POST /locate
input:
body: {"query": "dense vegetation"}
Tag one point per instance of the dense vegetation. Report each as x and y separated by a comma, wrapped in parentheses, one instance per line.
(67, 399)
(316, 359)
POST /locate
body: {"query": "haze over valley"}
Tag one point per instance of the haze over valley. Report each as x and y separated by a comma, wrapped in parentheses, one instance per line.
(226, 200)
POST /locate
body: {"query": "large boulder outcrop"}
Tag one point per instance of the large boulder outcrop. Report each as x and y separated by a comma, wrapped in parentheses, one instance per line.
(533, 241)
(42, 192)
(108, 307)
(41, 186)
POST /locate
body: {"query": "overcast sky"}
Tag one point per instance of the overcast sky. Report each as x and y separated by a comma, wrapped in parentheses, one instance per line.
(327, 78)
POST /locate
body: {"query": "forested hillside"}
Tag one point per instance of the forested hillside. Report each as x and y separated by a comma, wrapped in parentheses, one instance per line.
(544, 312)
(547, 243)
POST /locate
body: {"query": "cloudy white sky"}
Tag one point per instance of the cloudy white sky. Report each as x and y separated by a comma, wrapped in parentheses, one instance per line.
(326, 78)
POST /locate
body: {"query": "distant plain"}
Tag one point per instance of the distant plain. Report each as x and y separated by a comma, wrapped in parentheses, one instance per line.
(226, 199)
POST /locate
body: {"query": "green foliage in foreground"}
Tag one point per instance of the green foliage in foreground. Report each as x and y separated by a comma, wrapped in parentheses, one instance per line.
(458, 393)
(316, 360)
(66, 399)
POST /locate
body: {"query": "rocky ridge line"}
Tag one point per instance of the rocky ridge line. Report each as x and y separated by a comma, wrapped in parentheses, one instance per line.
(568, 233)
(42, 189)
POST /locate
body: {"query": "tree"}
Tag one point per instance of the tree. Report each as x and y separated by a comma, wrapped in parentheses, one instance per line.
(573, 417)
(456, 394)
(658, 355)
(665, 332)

####

(Task requirements) Search the data above for the word "query" and show every line that has it.

(Task response)
body: {"query": "dense vegetation"}
body: {"query": "haze over valley"}
body: {"query": "large boulder outcrop"}
body: {"query": "overcast sky"}
body: {"query": "forested hillside"}
body: {"query": "cloudy white sky"}
body: {"query": "distant plain"}
body: {"query": "green foliage in foreground"}
body: {"query": "rocky ridge line"}
body: {"query": "tree"}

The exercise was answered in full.